> SET PROBLEM
Output every one of the entries below verbatim, keeping them in the same order.

[start]

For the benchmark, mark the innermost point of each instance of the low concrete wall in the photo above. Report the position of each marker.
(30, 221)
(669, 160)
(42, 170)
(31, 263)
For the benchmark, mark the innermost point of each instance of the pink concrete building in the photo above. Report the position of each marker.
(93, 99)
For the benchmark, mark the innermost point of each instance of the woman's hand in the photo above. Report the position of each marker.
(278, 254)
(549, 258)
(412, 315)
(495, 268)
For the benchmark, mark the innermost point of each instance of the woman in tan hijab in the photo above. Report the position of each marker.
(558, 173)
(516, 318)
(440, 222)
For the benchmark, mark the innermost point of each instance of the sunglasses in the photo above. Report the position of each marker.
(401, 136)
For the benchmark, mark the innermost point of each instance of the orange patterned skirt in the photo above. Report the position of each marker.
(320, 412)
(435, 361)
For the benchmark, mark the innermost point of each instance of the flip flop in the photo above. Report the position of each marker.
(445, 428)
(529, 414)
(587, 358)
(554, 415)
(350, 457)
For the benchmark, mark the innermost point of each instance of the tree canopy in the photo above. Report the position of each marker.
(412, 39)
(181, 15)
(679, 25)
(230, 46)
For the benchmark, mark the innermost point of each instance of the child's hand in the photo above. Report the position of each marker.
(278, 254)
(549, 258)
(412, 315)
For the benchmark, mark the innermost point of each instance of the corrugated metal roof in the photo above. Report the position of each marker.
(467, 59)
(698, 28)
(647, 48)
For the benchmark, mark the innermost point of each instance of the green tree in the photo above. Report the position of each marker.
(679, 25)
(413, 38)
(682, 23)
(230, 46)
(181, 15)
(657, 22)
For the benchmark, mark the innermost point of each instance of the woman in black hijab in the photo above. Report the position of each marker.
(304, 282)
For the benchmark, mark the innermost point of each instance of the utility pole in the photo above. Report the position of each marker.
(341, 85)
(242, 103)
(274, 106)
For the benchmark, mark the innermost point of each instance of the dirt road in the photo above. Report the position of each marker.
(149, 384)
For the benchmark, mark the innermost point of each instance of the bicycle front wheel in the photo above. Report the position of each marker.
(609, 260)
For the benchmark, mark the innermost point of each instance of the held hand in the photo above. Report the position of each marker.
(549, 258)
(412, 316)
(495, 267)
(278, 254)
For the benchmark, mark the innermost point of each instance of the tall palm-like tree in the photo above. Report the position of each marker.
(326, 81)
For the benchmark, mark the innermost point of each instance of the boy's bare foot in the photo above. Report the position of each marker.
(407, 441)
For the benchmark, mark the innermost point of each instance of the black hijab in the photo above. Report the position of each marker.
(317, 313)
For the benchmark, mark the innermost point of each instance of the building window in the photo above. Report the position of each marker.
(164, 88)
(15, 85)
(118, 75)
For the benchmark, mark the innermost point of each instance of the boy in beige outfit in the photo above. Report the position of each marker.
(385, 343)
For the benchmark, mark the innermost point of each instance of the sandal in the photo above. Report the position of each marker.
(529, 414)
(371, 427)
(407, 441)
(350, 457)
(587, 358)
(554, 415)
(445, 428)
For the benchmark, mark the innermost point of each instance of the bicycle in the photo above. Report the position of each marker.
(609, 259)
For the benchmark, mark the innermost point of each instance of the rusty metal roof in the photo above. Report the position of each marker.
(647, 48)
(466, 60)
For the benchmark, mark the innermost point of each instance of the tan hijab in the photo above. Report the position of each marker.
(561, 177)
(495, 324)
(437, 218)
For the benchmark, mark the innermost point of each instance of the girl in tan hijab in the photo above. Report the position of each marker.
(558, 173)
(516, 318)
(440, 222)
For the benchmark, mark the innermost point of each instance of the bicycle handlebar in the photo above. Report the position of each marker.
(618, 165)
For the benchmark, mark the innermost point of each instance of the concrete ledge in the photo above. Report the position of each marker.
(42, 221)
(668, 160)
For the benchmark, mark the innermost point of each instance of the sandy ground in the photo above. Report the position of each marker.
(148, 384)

[end]

> FINAL RESULT
For the benchmark, mark the innermost point of each instance of the low concrete wall in the photo above. Report the position of each marker.
(30, 221)
(669, 160)
(42, 170)
(31, 263)
For the benchmark, mark the innermost point of each instance of the pink concrete building in the photo above. Report the position of each marker.
(93, 99)
For the benchmark, mark the innermost point of each instance of the woman's hand in the photo above. Report the position of each marker.
(278, 254)
(549, 258)
(412, 315)
(495, 268)
For the benchmark, mark the innermost point of each instance of the woman in tan hijab in the photo above. Report the position of each marker.
(558, 173)
(516, 318)
(440, 222)
For the benchmark, mark the innermost point of each instance of the sunglasses in the photo above. Report the position of each marker.
(401, 136)
For the benchmark, mark the innermost point of each instance of the orange patterned skirt in the photo above. Report the position of each marker.
(320, 412)
(435, 361)
For the benchmark, mark the innermost point of each instance of the flip flop in the photo above. Report the position of each marker.
(445, 428)
(529, 414)
(587, 358)
(554, 415)
(350, 457)
For the benchmark, mark the innermost point of each instance of the tree canopy in the photo above. Report the position of each marker.
(412, 39)
(181, 15)
(679, 25)
(230, 46)
For the benchmark, mark the innermost point of each instance of the child's hand in the photo above. Report the position of each marker.
(278, 254)
(549, 258)
(412, 315)
For the benchmark, mark the innermost point of each instance of the corrugated metal roof in the photo above. Report the position of each marker.
(467, 59)
(698, 28)
(647, 48)
For the benchmark, mark the innermost point of each instance of the green tree in the photo above. Report the position of each marker.
(679, 25)
(413, 38)
(682, 23)
(230, 46)
(181, 15)
(657, 22)
For the benchmark, mark the innermost point of each instance of the woman in black hijab in the photo above. Report the position of each marker.
(304, 282)
For the benchmark, mark the innermost point of each instance of the utility pole in the photo above. Report the position of each marker.
(341, 85)
(242, 103)
(274, 106)
For the benchmark, mark the innermost point of each instance of the dirt road in the photo above. Report the position of each marker.
(149, 384)
For the benchmark, mark the innermost point of each instance of the bicycle front wheel in the photo above. Report the position of each marker.
(609, 260)
For the benchmark, mark the innermost point of each instance of the held hand in the photo above. Report the position of each marker.
(549, 258)
(412, 316)
(495, 267)
(278, 254)
For the benchmark, mark the innermost point of each instance of the tall palm-like tree in the photo above. Report the position of each marker.
(326, 81)
For the benchmark, mark the innermost point of each instance of the boy's bare foot in the photo above. Report the position of each marker.
(407, 441)
For the benchmark, mark the innermost point of each instance of the black hijab in the photo above. Report the position of each marker.
(317, 313)
For the benchmark, mark the innermost point of each instance of the building window in the photo above. Report the position of each marker.
(164, 88)
(15, 85)
(118, 75)
For the benchmark, mark the innermost point of each instance of the boy in beige outfit in the photo above. Report the position of each marker.
(385, 343)
For the benchmark, mark the innermost point of each instance of the sandal in the photo above. Report the position of each marker.
(529, 414)
(371, 427)
(407, 441)
(350, 457)
(587, 358)
(554, 415)
(445, 428)
For the benchmark, mark the innermost point of each instance of the bicycle in the photo above. Report the position of each marker.
(609, 259)
For the benchmark, mark the innermost point of each instance of the rusty metal roof in the photo above. Report the position of each marker.
(647, 48)
(466, 60)
For the benchmark, mark the innermost point of each instance of the tan hijab in the photo above. Report the position of each marker.
(561, 177)
(495, 324)
(437, 218)
For the benchmark, mark the innermost point of each instance of the girl in tan hijab in the photo above. Report the position of each marker.
(558, 173)
(516, 318)
(440, 222)
For the benchmark, mark the innermost point of each instance of the bicycle handlebar in the photo above. Report the position of each marker.
(618, 165)
For the benchmark, mark the innermost point of each instance of the concrete ledge in the photo above. Report the position of each marker.
(42, 221)
(668, 160)
For the benchmark, mark the innermost point of each instance of the sandy ground in the photo above. Report the position of each marker.
(148, 384)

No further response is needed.